## YOUR INSTRUCTIONS:
Reproduce every line of the material below in full, adding -139 to each number in the listed pixel coordinates and leaving all other text unchanged. Omit the pictures from your response.
# PROVIDED RECORDS start
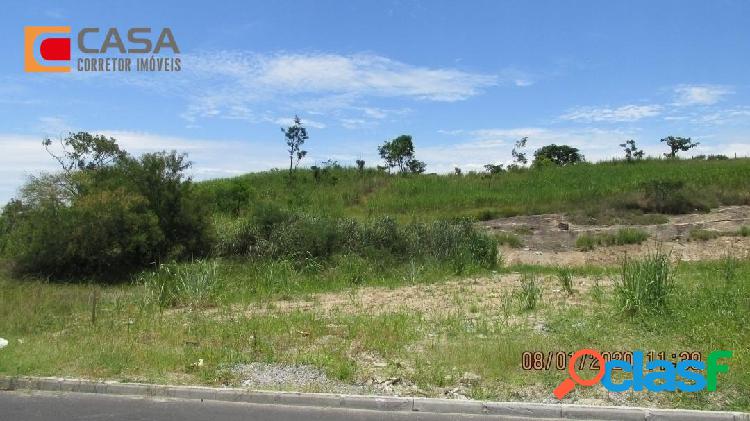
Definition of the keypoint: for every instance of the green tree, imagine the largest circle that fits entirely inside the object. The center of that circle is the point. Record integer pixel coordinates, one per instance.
(519, 158)
(295, 136)
(557, 155)
(125, 214)
(399, 152)
(677, 144)
(631, 150)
# PROVIDED RECORDS end
## SOLUTION FOR THIS PROBLEM:
Definition of the keypoint: for every instance of the green tree, imagine the largest circle that fits entirely inside the object. The center of that circle is the point. Record integer pixel coordinates, one per instance.
(380, 19)
(156, -3)
(418, 16)
(-14, 75)
(260, 13)
(538, 5)
(492, 11)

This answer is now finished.